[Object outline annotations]
══════
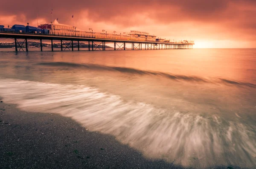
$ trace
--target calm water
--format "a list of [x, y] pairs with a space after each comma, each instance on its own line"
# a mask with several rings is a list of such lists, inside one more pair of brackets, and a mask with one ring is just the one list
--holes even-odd
[[177, 165], [256, 166], [256, 49], [0, 56], [0, 95], [22, 109], [70, 117]]

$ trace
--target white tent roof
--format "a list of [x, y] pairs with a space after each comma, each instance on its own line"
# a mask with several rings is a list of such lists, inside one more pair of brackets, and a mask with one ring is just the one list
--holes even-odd
[[[54, 20], [54, 21], [53, 21], [53, 23], [52, 23], [52, 24], [53, 24], [53, 25], [59, 25], [60, 26], [72, 27], [74, 28], [74, 27], [75, 27], [75, 26], [71, 26], [70, 25], [67, 25], [62, 24], [61, 23], [58, 23], [58, 22], [56, 20]], [[76, 29], [77, 31], [84, 31], [84, 30], [79, 29], [78, 28], [76, 28]]]

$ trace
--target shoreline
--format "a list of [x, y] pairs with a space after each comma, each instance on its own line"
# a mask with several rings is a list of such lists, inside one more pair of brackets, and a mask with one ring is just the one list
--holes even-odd
[[[5, 103], [2, 97], [0, 101], [1, 168], [196, 168], [145, 158], [114, 136], [90, 132], [70, 117], [27, 112]], [[233, 166], [206, 168], [241, 169]]]
[[146, 159], [114, 137], [90, 132], [70, 118], [20, 111], [0, 100], [3, 168], [183, 168]]

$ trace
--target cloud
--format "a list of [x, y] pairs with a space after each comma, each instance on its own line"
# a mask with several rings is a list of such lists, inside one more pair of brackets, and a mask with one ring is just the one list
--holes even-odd
[[[250, 41], [256, 46], [255, 0], [14, 0], [1, 2], [0, 23], [62, 23], [100, 31], [136, 29], [166, 38]], [[74, 15], [74, 18], [71, 18]]]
══════
Your goal |
Show each line of the entries above that contains the string "target".

Complete answer |
--target calm water
--target white tent roof
--target shoreline
--target cloud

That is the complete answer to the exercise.